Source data
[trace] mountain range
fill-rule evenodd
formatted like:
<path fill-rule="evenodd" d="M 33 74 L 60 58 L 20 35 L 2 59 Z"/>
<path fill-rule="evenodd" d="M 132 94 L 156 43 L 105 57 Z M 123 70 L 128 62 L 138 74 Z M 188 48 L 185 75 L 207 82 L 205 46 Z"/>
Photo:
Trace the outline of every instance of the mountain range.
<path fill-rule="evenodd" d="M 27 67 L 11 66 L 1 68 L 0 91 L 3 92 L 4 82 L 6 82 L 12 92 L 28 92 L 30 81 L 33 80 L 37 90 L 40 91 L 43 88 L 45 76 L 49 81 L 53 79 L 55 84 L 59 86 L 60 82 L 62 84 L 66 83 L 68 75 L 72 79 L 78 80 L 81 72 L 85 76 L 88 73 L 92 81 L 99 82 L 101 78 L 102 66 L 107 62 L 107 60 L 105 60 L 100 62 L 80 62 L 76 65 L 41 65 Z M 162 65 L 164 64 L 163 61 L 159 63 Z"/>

> _GOAL OF THE EXERCISE_
Return every line of the material above unchanged, character for character.

> _THE COMPLETED TASK_
[trace] mountain range
fill-rule evenodd
formatted like:
<path fill-rule="evenodd" d="M 33 74 L 60 58 L 20 35 L 2 59 Z"/>
<path fill-rule="evenodd" d="M 132 94 L 156 43 L 105 57 Z M 123 70 L 128 62 L 138 74 Z M 188 48 L 185 75 L 207 82 L 205 46 Z"/>
Photo:
Trace the outline of every instance of the mountain range.
<path fill-rule="evenodd" d="M 27 67 L 11 66 L 1 68 L 0 91 L 3 92 L 4 82 L 6 82 L 12 92 L 28 92 L 30 81 L 33 80 L 37 90 L 40 91 L 43 88 L 45 76 L 49 81 L 53 79 L 55 84 L 59 86 L 60 82 L 62 84 L 66 83 L 68 75 L 72 79 L 78 80 L 81 72 L 85 76 L 88 73 L 92 81 L 99 82 L 101 78 L 102 66 L 107 62 L 107 60 L 105 60 L 100 62 L 80 62 L 76 65 L 41 65 Z M 162 65 L 164 64 L 163 61 L 159 63 Z"/>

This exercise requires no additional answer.